### ARBEITSAUFTRAG 1
Mit welchem Wert sind laut Lesetext die Entnahmen des Vorbehaltsnießbrauchers zu bewerten?

Auch ein verpachteter (ruhender) und noch nicht aufgegebener Betrieb kann Übertragungsgegenstand des § 7 Abs. 1 EStDV sein. Denn für eine Betriebsverpachtung genügt es, wenn der Verpächter die Wiederaufnahme durch einen unentgeltlichen Rechtsnachfolger in Erwägung zieht.

2. Übergabe eines Verpachtungsbetriebs unter Nießbrauchsvorbehalt

Die Voraussetzungen des § 7 Abs. 1 EStDV sind jedoch nicht erfüllt, wenn ein verpachteter Gewerbebetrieb unter Vorbehalt des Nießbrauchs unentgeltlich übertragen wird. In einem derartigen Fall greift § 7 Abs. 1 EStDV (bzw. § 6 Abs. 3 Satz 1 Halbsatz 1 EStG) nicht ein, weil es an der Einstellung der bisherigen gewerblichen Tätigkeit durch den Übertragenden fehlt; der Übertragende verpachtet aufgrund des vorbehaltenen Nießbrauchs weiterhin selbst.

Folge hiervon ist, dass der Übertragende (Vorbehaltsnießbraucher) die bisher betrieblich genutzten Wirtschaftsgüter in das Privatvermögen entnimmt, aber weiterhin gewerbliche Verpachtungseinkünfte erzielt. Beim Übertragenden (Vorbehaltsnießbraucher) liegt keine steuerbegünstigte (Zwangs-)Betriebsaufgabe nach § 16 Abs. 3 Satz 1 EStG vor, sondern er entnimmt die übertragenen Wirtschaftsgüter; diese Entnahmen sind mit dem Teilwert zu bewerten (§ 4 Abs. 1, § 6 Abs. 1 Nr. 4 EStG).

### ÜBUNGSMATERIAL
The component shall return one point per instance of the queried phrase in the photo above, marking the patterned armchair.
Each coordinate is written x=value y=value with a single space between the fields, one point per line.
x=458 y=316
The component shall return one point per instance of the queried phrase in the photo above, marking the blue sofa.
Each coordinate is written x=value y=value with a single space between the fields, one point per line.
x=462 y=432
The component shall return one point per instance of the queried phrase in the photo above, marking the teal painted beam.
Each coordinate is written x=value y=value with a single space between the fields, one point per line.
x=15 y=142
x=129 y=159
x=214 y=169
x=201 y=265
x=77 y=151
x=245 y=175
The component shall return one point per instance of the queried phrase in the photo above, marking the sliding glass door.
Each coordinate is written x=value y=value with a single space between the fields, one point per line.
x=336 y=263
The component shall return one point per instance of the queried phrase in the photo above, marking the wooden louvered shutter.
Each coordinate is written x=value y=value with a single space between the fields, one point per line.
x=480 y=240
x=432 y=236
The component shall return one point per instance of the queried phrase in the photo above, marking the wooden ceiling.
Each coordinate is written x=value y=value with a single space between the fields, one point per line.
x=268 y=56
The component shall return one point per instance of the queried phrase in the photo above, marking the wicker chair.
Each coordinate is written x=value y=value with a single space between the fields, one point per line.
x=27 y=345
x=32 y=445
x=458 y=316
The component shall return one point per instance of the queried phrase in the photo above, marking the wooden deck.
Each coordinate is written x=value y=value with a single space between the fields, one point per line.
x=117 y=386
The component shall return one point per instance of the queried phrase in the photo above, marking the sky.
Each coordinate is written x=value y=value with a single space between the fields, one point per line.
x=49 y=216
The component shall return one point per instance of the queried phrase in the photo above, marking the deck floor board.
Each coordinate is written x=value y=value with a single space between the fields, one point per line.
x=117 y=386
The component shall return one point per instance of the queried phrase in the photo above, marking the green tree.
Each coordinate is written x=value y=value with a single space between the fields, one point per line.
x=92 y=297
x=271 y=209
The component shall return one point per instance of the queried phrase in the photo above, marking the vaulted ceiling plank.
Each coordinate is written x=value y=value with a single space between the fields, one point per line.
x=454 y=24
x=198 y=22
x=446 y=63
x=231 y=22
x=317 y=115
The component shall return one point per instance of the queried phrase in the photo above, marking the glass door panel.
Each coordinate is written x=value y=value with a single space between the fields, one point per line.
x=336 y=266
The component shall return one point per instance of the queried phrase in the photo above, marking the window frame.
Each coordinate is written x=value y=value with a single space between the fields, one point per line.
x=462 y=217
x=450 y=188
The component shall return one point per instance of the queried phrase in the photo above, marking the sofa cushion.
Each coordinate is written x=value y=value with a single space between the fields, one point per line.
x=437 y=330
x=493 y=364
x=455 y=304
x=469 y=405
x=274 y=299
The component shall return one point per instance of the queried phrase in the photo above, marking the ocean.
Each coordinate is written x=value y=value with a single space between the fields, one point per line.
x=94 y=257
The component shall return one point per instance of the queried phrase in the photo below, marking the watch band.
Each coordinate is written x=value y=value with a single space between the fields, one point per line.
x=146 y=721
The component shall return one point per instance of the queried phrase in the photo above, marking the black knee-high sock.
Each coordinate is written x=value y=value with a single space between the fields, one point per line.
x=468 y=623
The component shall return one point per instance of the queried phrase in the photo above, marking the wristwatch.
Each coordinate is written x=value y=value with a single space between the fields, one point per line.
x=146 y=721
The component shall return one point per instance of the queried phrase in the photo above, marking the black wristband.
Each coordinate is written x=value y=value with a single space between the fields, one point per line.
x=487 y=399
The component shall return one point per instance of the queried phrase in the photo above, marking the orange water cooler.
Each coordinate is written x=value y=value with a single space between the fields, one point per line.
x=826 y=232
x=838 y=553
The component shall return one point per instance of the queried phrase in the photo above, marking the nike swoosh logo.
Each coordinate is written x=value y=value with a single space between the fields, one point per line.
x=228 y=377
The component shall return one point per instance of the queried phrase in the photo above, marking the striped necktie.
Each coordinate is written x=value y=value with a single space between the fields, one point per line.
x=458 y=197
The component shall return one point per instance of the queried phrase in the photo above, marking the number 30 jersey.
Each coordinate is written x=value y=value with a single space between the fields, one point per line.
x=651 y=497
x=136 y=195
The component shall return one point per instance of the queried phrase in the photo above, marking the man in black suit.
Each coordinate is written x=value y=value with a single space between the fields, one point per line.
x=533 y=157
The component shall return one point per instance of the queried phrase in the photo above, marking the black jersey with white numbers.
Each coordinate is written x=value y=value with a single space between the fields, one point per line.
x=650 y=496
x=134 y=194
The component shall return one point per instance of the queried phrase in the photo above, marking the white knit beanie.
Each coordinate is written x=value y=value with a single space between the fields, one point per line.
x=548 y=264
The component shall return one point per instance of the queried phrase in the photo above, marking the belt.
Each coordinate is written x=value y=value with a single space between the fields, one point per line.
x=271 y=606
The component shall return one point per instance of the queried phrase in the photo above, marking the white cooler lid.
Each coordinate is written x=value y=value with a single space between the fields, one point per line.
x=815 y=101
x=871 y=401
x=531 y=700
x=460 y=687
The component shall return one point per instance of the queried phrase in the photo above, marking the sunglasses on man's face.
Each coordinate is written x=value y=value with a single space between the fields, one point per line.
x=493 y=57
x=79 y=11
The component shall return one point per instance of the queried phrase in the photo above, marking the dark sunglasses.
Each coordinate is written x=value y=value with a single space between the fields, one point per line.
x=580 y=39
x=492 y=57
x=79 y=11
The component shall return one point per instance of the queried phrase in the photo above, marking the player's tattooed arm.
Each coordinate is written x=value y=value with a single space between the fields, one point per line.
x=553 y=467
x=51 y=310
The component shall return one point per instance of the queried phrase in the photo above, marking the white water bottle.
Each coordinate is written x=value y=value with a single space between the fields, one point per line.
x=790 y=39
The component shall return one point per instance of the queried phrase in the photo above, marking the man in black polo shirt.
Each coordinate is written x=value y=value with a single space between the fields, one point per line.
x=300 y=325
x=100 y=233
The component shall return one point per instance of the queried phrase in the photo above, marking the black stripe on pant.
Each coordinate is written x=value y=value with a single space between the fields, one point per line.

### ARBEITSAUFTRAG 2
Verschiebe in den Datensätzen die Koordinaten um 56: Gib die Zeilen von der Zeile mit „the striped necktie.“ bis einschließlich der Zeile mit „x=136 y=195“ vollständig erneut aus und erhöhe dabei jede Koordinatenzahl um 56. Alles andere bleibt unverändert.

### ERGEBNIS 1
Mit dem Teilwert (§ 4 Abs. 1, § 6 Abs. 1 Nr. 4 EStG).

### ERGEBNIS 2
The component shall return one point per instance of the queried phrase in the photo above, marking the striped necktie.
Each coordinate is written x=value y=value with a single space between the fields, one point per line.
x=514 y=253
The component shall return one point per instance of the queried phrase in the photo above, marking the number 30 jersey.
Each coordinate is written x=value y=value with a single space between the fields, one point per line.
x=707 y=553
x=192 y=251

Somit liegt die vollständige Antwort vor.